- [TESTO FORNITO]
Cosa fare? Tornare al Creeley e dire che la madre non l’ha voluta o partire? Charlie è sola, lo è sempre stata, è una sensazione che conosceva prima di Ellis e che, ora, è tornata forte, prepotente. E lei ha paura, sia di restare che di andare.
Quando un infermiere, Vinnie, le dà un passaggio, intuendo che i piani sono saltati, Charlie ha già scelto.
«Tutto quello che si rompe, comprese le persone, si può aggiustare. Ecco come la penso io» le dice Vinnie, prima che lei salga su quell’autobus.
Tucson, Arizona, è una pagina bianca. Un luogo in cui ricominciare. Una casa vuota, perché Mikey lavora come roadie, un po’ tecnico un po’ autista, ed è in tour con la band. Volti nuovi: Ariel, la padrona di casa di Mikey, che le dà due settimane di tempo per trovarsi un lavoro o andarsene; Riley, un talentuoso cantante finito a lavorare nella tavola calda della sorella che le darà lavoro come lavapiatti; le colleghe dei vari turni, ragazze normali che lei un po’ invidia dal basso di quella normalità da cui si sente esclusa.
Basta questo, però, per ricominciare? Un posto nuovo, persone diverse, un amico per stampella?
Charlie capirà presto che il mondo viaggia a una velocità differente dalla sua: Mikey è gentile, ma non è più il ragazzino che conosceva, è un uomo, ormai, è Michael, e la cotta adolescenziale che aveva per lui continua a non essere corrisposta. Charlie dovrà capire che un amico può volerle bene, ma che l’amore è un’altra cosa. Lui l’avverte, quando dopo averle presentato la sua ragazza, Bunny, Charlie inizia a frequentare Riley:
“Riley West aveva un talento incredibile, ma adesso è un fallito incredibile. Non continuare su questa strada. Lui ha un… passato. E non dovresti farti coinvolgere dai suoi casini mentre devi occuparti del tuo recupero. Intendo questo, quando parlo di amici giusti.”
Charlie, però, si indispone: Mikey l’ha rifiutata e Riley è gentile, c’è come una corrente elettrica tra loro due, quando si sfiorano, e lui spesso le passa del cibo che, con il poco che guadagna, è un regalo più che utile, necessario.

- [DATI FORNITI]

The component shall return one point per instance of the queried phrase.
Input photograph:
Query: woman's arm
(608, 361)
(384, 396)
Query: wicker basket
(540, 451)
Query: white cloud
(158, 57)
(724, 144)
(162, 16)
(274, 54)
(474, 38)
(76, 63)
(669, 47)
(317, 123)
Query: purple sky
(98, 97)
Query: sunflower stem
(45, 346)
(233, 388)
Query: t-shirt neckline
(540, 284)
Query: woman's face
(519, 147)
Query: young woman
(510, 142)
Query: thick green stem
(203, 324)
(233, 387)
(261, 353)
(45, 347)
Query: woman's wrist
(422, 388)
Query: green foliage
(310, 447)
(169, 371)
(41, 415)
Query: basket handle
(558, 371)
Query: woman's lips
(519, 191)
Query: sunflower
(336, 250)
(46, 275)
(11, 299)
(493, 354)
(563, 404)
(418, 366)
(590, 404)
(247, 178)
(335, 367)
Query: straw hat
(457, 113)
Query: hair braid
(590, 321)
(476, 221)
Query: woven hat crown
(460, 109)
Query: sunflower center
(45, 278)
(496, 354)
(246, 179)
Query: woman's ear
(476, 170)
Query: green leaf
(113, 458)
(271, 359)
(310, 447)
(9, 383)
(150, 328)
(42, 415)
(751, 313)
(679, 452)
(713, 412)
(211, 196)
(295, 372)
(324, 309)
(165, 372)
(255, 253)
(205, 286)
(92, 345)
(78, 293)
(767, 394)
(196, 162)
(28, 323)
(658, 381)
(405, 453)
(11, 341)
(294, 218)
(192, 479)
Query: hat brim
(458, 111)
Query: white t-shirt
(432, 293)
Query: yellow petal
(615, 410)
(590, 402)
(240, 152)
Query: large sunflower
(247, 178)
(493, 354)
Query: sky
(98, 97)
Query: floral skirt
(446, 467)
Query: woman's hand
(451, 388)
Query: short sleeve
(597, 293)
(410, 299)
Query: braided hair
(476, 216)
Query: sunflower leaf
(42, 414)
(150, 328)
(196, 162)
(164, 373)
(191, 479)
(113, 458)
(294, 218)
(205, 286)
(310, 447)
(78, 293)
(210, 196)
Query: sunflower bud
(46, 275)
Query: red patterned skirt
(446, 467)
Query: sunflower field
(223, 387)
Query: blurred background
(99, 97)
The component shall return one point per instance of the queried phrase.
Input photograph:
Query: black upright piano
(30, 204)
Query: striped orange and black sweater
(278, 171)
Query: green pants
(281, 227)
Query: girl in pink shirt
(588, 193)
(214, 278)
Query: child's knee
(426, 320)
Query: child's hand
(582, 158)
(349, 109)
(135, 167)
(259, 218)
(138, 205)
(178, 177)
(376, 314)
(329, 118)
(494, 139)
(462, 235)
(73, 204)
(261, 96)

---

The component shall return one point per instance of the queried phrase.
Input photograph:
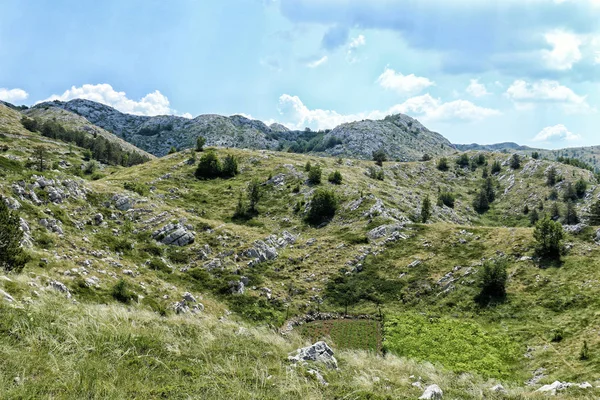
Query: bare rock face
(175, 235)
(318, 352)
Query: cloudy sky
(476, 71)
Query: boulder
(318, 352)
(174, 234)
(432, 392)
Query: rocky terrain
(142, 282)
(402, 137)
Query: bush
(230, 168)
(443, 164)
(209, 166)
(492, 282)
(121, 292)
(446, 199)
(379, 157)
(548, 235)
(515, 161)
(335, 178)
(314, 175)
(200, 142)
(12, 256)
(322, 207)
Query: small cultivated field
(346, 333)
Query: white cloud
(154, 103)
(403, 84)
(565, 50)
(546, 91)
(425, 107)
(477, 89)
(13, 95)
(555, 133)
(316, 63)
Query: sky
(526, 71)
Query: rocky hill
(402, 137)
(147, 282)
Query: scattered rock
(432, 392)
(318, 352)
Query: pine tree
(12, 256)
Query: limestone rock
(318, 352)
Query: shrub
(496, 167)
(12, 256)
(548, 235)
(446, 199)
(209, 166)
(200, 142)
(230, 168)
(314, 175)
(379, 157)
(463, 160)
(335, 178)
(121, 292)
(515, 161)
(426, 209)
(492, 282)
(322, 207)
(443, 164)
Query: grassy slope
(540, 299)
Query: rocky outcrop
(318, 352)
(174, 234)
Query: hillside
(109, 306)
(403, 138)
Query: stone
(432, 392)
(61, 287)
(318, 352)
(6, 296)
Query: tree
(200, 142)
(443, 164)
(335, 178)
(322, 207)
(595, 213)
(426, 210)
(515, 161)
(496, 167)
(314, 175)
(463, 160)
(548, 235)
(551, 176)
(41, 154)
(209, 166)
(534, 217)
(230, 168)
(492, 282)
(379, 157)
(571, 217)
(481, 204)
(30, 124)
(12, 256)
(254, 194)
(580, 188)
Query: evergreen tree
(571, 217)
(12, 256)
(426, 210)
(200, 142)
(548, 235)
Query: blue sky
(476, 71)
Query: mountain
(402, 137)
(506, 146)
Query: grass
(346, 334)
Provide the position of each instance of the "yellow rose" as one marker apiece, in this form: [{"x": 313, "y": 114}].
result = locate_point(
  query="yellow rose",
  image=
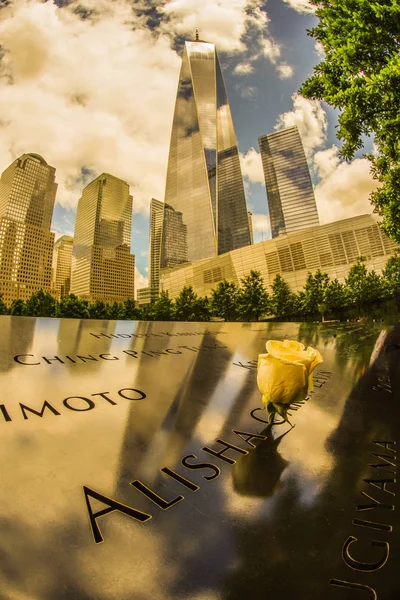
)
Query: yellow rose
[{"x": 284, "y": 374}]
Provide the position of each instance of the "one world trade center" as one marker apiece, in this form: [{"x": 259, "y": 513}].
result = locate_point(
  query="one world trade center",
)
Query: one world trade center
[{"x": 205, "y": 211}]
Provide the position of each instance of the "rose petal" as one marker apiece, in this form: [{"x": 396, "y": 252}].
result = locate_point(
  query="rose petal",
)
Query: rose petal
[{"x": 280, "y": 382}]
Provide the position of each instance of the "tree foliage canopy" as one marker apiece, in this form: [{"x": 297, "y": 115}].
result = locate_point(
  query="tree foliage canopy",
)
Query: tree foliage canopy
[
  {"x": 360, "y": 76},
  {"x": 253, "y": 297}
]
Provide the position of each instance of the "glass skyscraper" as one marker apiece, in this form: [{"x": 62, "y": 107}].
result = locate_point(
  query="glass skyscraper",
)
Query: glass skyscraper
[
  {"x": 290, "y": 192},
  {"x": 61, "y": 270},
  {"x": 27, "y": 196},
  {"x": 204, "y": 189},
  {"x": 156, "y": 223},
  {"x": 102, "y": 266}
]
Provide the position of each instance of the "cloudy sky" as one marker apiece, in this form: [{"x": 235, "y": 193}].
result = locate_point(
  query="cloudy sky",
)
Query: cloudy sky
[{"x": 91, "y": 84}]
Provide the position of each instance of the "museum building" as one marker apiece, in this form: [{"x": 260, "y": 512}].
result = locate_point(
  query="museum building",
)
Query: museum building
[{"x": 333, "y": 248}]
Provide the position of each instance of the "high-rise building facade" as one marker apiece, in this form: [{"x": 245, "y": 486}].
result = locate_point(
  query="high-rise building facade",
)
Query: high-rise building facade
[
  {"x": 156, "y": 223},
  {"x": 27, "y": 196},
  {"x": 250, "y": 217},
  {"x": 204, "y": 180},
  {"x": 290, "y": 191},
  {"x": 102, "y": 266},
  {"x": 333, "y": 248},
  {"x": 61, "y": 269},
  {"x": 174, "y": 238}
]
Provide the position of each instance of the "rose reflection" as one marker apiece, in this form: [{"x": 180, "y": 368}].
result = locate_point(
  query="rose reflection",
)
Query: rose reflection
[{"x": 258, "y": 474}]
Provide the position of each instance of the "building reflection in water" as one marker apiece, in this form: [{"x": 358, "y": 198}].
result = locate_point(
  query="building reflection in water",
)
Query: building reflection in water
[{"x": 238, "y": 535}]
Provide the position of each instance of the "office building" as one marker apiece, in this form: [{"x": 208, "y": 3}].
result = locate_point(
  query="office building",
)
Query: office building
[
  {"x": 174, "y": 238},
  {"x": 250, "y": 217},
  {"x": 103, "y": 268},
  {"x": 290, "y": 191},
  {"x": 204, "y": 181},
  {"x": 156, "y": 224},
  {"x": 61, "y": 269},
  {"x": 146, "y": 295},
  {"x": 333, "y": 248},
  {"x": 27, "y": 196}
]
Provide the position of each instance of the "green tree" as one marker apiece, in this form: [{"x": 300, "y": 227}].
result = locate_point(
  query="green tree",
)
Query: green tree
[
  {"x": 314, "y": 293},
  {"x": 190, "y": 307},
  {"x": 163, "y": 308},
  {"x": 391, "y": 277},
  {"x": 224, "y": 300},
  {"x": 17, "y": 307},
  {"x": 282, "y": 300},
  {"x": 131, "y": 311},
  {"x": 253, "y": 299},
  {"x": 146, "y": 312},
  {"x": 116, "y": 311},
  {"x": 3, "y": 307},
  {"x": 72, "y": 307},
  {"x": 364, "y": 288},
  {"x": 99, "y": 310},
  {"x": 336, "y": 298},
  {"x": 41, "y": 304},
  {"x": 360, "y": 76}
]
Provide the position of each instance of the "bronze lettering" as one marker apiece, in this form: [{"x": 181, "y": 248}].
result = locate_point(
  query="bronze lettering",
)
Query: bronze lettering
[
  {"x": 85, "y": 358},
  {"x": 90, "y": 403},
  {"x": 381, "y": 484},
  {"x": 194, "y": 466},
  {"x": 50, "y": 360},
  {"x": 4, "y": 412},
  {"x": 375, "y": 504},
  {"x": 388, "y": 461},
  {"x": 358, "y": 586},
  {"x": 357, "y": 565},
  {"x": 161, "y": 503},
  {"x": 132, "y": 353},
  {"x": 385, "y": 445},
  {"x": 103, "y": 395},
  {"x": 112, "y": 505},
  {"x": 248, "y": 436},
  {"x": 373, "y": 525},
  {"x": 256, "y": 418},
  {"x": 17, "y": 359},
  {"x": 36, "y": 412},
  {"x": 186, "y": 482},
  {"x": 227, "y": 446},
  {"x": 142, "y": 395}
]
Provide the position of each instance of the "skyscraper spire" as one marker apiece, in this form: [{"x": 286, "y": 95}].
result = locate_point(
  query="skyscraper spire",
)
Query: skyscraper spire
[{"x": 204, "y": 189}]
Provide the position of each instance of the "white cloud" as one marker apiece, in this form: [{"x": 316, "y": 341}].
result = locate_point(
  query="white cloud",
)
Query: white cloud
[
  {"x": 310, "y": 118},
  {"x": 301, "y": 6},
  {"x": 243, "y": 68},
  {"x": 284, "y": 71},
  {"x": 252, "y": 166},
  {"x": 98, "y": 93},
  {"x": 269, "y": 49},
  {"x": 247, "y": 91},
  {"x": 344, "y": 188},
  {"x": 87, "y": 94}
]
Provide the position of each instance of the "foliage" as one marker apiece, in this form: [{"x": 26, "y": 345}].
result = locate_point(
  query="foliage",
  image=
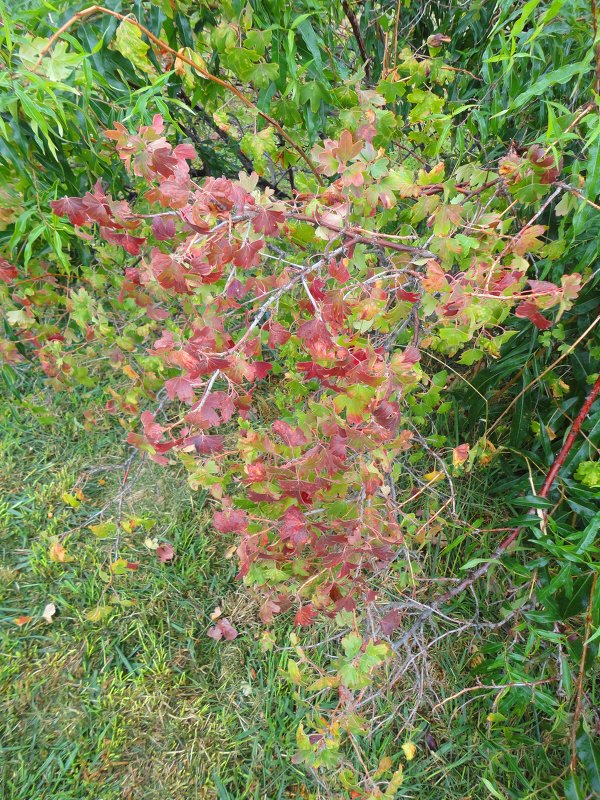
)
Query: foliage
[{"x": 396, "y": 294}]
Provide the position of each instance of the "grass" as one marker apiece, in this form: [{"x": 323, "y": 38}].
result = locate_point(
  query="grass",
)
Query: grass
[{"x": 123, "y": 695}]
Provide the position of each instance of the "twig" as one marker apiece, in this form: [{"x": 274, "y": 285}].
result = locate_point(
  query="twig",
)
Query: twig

- [ESERCIZIO] Riassumi per favore il testo fornito in due frasi. Le voci sono materiale a sé, distinto dal testo.

- [RISPOSTA AL COMPITO] Charlie, sola e spaventata, invece di tornare al Creeley sale su un autobus per Tucson, in Arizona, dove si sistema nella casa vuota di Mikey, in tour con la band, e trova lavoro come lavapiatti nella tavola calda della sorella di Riley. Mikey non ricambia la sua cotta adolescenziale e la mette in guardia contro Riley, ma lei si indispone e continua a frequentarlo, perché Riley è gentile e spesso le passa del cibo.